TASK TO COMPLETE: Repeat, exactly and alone, every line from the line that contains "the man's ear" to the end of the entries.

EXERCISE INPUT:
==*==
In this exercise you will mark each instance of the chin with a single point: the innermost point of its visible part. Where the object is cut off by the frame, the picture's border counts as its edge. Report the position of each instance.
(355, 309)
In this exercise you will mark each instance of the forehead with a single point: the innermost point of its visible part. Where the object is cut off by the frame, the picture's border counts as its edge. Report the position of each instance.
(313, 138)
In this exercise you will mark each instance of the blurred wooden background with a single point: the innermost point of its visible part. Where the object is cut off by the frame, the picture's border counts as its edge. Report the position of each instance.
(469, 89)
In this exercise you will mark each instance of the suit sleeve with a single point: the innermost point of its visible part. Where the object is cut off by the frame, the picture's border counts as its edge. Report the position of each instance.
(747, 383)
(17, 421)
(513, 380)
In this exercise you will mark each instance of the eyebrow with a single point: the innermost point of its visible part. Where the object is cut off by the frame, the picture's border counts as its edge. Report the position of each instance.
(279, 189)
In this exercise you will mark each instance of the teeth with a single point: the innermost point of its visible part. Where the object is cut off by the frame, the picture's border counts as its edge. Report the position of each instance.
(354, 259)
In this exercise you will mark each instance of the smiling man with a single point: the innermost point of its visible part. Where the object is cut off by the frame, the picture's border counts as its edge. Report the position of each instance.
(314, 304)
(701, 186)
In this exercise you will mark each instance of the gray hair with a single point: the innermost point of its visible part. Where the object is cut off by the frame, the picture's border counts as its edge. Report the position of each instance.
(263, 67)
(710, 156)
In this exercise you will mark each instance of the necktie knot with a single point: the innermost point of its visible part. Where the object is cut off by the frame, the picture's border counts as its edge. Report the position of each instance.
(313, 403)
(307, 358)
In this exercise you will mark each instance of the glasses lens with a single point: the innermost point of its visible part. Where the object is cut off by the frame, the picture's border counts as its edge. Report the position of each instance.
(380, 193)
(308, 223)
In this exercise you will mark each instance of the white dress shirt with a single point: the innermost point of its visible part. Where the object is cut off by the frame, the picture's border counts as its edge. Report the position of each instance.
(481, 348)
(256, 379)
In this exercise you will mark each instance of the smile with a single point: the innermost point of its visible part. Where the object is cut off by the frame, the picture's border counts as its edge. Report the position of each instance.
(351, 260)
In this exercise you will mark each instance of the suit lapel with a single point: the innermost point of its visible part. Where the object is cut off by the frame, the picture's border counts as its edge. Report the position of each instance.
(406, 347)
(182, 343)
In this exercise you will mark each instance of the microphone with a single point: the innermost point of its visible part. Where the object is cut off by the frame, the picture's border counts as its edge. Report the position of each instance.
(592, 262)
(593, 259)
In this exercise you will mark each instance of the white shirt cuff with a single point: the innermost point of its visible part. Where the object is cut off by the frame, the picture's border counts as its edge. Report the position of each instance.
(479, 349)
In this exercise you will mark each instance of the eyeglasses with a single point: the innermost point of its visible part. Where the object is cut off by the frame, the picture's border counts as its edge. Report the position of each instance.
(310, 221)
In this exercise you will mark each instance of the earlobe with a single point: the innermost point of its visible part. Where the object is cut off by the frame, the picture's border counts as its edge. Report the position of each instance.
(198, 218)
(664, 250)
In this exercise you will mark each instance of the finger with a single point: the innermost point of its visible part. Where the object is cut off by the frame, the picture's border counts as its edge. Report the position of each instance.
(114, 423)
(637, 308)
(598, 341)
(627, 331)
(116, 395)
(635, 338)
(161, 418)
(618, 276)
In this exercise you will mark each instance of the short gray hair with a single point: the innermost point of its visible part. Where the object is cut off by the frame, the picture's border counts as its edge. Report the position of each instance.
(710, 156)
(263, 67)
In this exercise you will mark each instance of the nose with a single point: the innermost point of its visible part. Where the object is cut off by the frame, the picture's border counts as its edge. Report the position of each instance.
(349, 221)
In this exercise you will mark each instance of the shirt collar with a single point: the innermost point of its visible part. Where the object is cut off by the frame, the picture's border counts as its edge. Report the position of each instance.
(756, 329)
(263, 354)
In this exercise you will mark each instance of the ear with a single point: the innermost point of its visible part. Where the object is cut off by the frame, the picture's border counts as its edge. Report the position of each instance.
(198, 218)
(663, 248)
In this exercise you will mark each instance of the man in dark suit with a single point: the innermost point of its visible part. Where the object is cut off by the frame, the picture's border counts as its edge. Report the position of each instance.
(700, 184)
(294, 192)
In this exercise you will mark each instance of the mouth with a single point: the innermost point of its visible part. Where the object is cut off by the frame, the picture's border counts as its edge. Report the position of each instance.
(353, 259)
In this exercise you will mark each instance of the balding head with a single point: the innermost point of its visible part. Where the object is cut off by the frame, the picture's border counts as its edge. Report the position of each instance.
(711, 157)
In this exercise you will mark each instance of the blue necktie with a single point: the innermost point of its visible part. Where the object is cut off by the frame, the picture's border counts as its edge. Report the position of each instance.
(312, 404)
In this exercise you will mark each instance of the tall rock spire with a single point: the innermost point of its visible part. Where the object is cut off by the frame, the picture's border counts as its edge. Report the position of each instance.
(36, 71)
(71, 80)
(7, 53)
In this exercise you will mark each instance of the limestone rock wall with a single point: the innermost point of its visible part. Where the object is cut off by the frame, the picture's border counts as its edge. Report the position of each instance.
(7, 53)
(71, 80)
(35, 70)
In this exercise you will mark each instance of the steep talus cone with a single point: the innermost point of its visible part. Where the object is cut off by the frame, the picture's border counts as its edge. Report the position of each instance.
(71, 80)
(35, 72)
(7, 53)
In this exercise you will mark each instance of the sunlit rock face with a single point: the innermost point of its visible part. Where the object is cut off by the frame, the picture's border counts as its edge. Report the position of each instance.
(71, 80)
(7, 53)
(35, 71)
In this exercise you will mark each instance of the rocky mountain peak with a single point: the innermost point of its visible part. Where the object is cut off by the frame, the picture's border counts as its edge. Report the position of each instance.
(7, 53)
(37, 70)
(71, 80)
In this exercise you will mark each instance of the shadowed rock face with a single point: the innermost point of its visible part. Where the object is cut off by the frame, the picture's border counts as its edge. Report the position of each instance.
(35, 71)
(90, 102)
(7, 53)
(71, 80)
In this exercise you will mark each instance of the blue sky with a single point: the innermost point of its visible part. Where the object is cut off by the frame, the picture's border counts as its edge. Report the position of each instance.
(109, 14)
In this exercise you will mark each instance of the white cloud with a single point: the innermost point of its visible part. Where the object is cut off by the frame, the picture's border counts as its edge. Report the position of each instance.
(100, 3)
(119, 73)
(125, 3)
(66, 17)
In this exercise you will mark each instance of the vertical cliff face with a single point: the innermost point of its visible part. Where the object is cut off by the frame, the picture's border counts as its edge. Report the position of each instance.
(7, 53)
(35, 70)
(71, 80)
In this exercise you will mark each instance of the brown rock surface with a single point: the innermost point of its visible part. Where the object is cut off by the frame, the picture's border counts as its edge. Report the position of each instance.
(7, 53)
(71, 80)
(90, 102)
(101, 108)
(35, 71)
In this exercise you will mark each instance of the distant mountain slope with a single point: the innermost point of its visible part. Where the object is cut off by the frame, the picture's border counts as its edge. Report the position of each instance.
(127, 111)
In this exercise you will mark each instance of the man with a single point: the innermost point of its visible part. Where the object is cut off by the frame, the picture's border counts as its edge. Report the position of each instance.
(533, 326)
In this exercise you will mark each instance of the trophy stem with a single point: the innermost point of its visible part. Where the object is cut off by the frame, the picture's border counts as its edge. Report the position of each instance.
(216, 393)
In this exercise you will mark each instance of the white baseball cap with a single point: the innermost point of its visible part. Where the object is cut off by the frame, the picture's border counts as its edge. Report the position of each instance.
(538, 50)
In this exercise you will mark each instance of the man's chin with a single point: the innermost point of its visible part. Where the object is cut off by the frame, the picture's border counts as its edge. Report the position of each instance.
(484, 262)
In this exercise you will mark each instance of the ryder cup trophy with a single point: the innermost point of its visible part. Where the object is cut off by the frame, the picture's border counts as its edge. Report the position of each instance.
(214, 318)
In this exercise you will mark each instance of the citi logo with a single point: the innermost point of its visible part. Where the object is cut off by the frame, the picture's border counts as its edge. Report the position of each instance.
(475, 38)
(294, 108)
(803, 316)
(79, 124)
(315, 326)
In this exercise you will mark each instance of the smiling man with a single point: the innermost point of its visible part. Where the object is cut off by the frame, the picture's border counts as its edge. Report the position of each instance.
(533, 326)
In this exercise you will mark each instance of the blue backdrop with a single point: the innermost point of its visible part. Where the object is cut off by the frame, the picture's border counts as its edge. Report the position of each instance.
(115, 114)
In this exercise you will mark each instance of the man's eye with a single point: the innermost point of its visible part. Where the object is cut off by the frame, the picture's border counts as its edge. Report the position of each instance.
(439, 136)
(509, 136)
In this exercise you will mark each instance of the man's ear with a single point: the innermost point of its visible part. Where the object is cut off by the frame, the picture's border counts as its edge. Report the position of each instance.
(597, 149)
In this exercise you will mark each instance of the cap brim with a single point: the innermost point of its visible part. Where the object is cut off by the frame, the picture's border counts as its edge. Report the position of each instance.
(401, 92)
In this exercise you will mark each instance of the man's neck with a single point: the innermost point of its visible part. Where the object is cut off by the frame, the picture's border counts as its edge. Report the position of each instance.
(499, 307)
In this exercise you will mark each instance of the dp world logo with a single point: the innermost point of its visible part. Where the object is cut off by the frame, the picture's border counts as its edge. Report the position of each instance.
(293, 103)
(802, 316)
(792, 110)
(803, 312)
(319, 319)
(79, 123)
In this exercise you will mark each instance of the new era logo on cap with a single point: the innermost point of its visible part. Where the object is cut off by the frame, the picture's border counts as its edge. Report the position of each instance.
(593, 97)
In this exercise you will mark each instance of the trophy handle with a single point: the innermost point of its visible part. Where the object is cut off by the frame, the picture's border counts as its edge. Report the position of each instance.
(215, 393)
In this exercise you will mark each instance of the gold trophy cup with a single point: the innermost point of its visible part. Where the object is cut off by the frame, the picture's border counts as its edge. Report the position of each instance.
==*==
RESULT FOR THIS TASK:
In this exercise you will mark each instance of the man's ear with a single point: the innermost point of its visible part. Where the object is cut off by the frame, the picture's border counts as its edge. Report the position of each instance.
(597, 149)
In this exercise you will mark each instance of the cap brim with a single point: the innermost point of its visible part. Where the object is cut off by the frame, the picture's border counts as its edge. Report the position of each instance.
(401, 92)
In this exercise you will mark each instance of the man's neck with a single point: the innermost point of its visible part. Where the object is cut off by the frame, the picture's border counts as its edge. Report the position of each instance.
(499, 307)
In this exercise you will mark each instance of the dp world logo with a single point: the innermost point of its visible part. Where the object is cut off by the frame, the picture's border counts as its edge. Report the position of each instance.
(293, 103)
(802, 316)
(792, 110)
(803, 312)
(319, 319)
(79, 123)
In this exercise you will mark each instance of the new era logo on cap with a single point: the innermost point of its visible part. Where the object is cut off by the frame, the picture's border counts as its edge. Report the position of each instance.
(593, 97)
In this exercise you will mark each instance of the trophy handle with a single point: the innermost point of its visible part. Where the object is cut off by the frame, the picture's border counts as its edge. Report the position of each instance.
(215, 393)
In this exercise you will mark each instance of the gold trophy cup with a single point: the innermost point of its visible part. Where the object is cut off by the frame, the picture's border counts as its edge. Report the position of each instance.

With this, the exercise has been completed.